* [WHAT YOU WILL DO]: Please write out the data below line for line, keeping every character unchanged.

-- Begin ENTRIES SUPPLIED --

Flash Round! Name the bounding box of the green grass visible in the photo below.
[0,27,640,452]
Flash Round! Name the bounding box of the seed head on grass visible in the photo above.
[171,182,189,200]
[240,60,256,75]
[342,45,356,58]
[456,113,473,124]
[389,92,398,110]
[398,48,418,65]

-- End ENTRIES SUPPLIED --

* [CORRECT RESULT]:
Flash Round! Name the bounding box of the green grass visible in the photo below.
[0,27,640,452]
Flash Round! Name the bounding box of the seed head on grass visible in the photo above.
[171,182,189,200]
[240,60,256,75]
[342,45,356,58]
[456,113,473,124]
[389,92,398,110]
[398,48,418,65]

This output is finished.